Text passage >>
Sunday, October 04, 2015

Chopped into Pieces by "The Editor"

The Editor (2014)
Dir: Adam Brooks and Matthew Kennedy
TC4P Rating: 7


"A woman’s eyes weren’t meant to see such things, you understand?"

Ah, giallo! If you are not already a fan of these peculiar psychological thrillers from Italy (chiefly made between the late '60s through the '80s), then you will probably miss a lot of the fun in The Editor, a loving tribute to this odd and extremely misogynistic subgenre from Canadian filmmakers Adam Brooks and Matthew Kennedy.

Giallo, which is the Italian word for “yellow,” is meant to conjure up an image of old pulp magazines (often with yellow paper) that contained generally lurid tales of murder, detectives, and the mysteries they were solving. The Italian directors Mario Bava and Dario Argento are most often cited as the godfathers of the genre on film, and while the giallo subgenre has largely wilted into obscurity for the most part, there have recently been a handful of cinematic homages to the spirit of giallo.

Supplied data >>

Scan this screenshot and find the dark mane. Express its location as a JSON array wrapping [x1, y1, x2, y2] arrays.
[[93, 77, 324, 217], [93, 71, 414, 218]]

Requirement 1 >> Copy from the review of The Editor the passage starting with "Sunday, October 04, 2015" and going on through "and Matthew Kennedy.".
Requirement 2 >>
Answer these questions using the review of The Editor:
(a) Who directed The Editor?
(b) What does the Italian word "giallo" mean?
(c) Which two Italian directors are most often cited as the godfathers of the genre on film?
Requirement 3 >> Go on writing the review of The Editor from the point where it stops.
The data shown here come from a separate source, not from the review.

Reply 1 >>
Sunday, October 04, 2015

Chopped into Pieces by "The Editor"

The Editor (2014)
Dir: Adam Brooks and Matthew Kennedy
TC4P Rating: 7


"A woman’s eyes weren’t meant to see such things, you understand?"

Ah, giallo! If you are not already a fan of these peculiar psychological thrillers from Italy (chiefly made between the late '60s through the '80s), then you will probably miss a lot of the fun in The Editor, a loving tribute to this odd and extremely misogynistic subgenre from Canadian filmmakers Adam Brooks and Matthew Kennedy.

Reply 2 >>
(a) Adam Brooks and Matthew Kennedy
(b) Yellow
(c) Mario Bava and Dario Argento

Reply 3 >>
A pair of films, both of which I admire, from French filmmakers Hélène Cattet and Bruno Forzani have led the charge. The first, Amer, released in 2009, is a wildly surrealistic and largely plotless fantasy that recounts the coming of age of a young woman, albeit using the sex, violence and gore that are hallmarks of the giallo tradition. The second, The Strange Colour of Your Body’s Tears [L'étrange couleur des larmes de ton corps, 2013], is equally as colorful and wildly rendered, but attempts (not completely as a success either) to marry more of a plotline to the gorgeous photography and extreme violence. Both films are remarkable for their imagery, but they chiefly use elements from giallo to incredible effect without actually existing as true examples of giallo.

In 2012 came Peter Strickland’s Berberian Sound Studio, which takes place in a studio in Italy that produces giallo films, and which tells the tale of a sound engineer from England (played by Toby Jones, who is near perfection in the film) forced to work on the sound effects of a film, who finds himself losing control of his sense of reality. The film is stunning simply as a horror film, outside of subgenre, but does gain a lot of atmosphere from the plot relationships to the world of giallo.

Even playing off of the same influences as those other tributes, The Editor is a different breed of cat. While the film is has as amazing a color palette and brilliant cinematography as the other recent homages to giallo, The Editor's attention is focused doubly on two things, not mutually exclusive of each other: outrageous violence and laughs.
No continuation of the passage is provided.